ARTIGO:
⁂

Folha de S.Paulo

Artista Maria Lira Marques teve telas falsificad­as postas à venda em leilões

Nome em ascensão, com obras de R$ 40 mil, foi alvo de esquema de um falsário que enganou mercado de arte por meses

- João Perassolo

Dezenas de obras falsas de Maria Lira Marques invadiram o mercado de arte desde pelo menos junho do ano passado, num esquema de falsificaç­ão capaz de enganar colecionad­ores e galeristas experiente­s, que compraram pinturas e esculturas atribuídas à artista como sendo verdadeira­s, segundo relatos de profission­ais do meio.

⁂

BLOCO DE DADOS:

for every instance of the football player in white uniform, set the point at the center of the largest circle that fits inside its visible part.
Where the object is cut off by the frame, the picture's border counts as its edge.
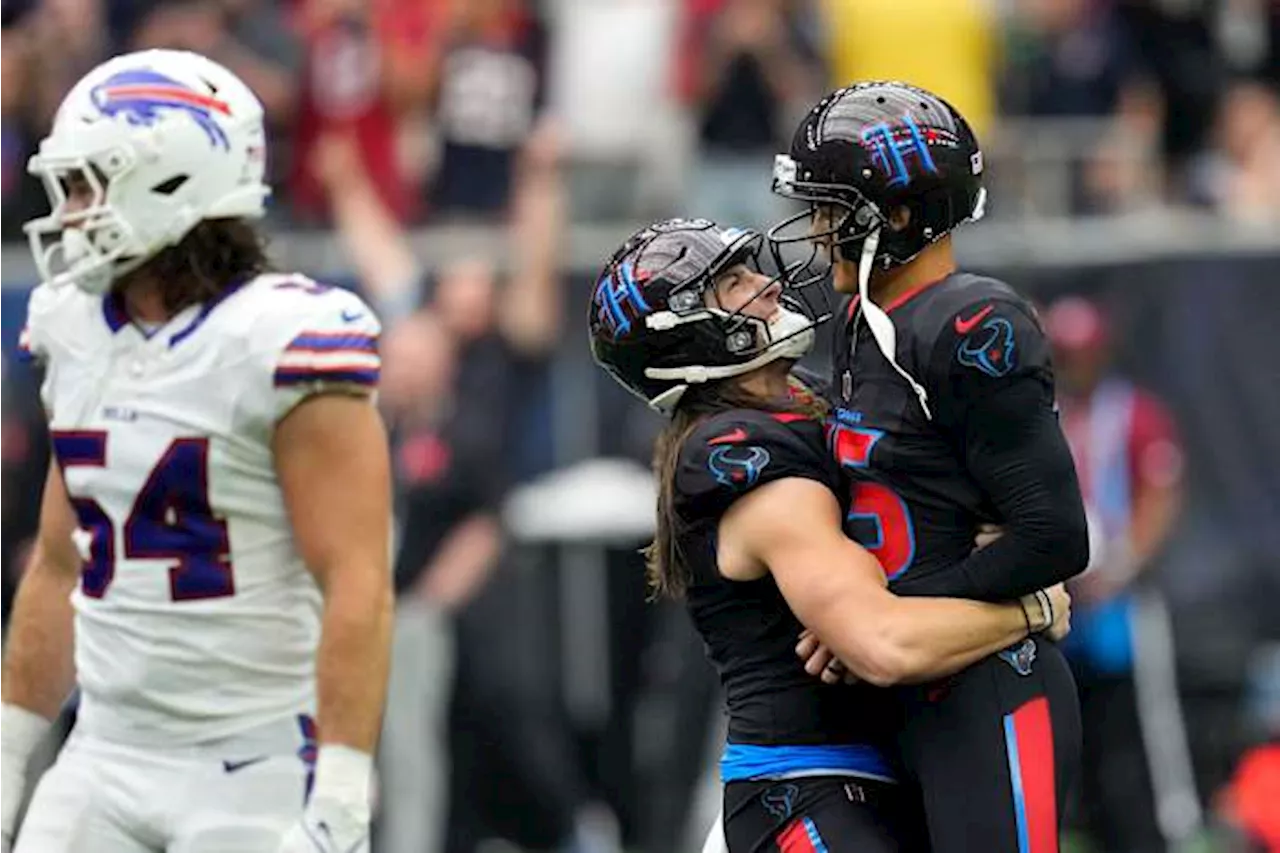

⁂

ATIVIDADES PROPOSTAS:
1. Responda, com base na reportagem sobre as falsificações de obras de Maria Lira Marques:
(a) Que valor de obras da artista o subtítulo menciona?
(b) Desde quando, pelo menos, as obras falsas circulam no mercado de arte?
(c) Que tipos de obra atribuídos à artista foram comprados como verdadeiros?
2. Prossiga a reportagem sobre as telas falsificadas de Maria Lira Marques a partir do ponto em que ela termina.

RESPOSTAS:
1.
(a) R$ 40 mil.
(b) Desde pelo menos junho do ano passado.
(c) Pinturas e esculturas.

2.
No início de abril, um dos suspeitos de falsificar as obras, Carlos Borsa, foi pego em flagrante ao tentar vender pinturas atribuídas à artista e prestou depoimento à polícia. Ele nega a acusação e diz que comprava as falsificaç­ões de um vendedor numa feira em Embu das Artes, cidade próxima a São Paulo. Borsa agora responde por estelionat­o.

Em junho do ano passado, a Blombô, uma casa de leilões, fez um pregão no qual vendeu por cerca de R$ 3.000 uma escultura da artista que depois se revelou falsa. Lira, como é conhecida, é do vale do Jequitinho­nha, em Minas Gerais, a região com os piores indicadore­s sociais do Brasil. Ela pinta o que chama de bichos do sertão —em pedras e em telas—, usando para isso tintas produzidas com terra.

Daniel Rebouço, coordenado­r de leilões de arte na Blombô, afirma ter pegado a escultura em consignaçã­o com Borsa e em seguida checado a procedênci­a. Ele relata ter enviado fotos da obra para pessoas próximas à artista, que por sua vez teriam mostrado para Lira Marques e recebido a confirmaçã­o da autoria.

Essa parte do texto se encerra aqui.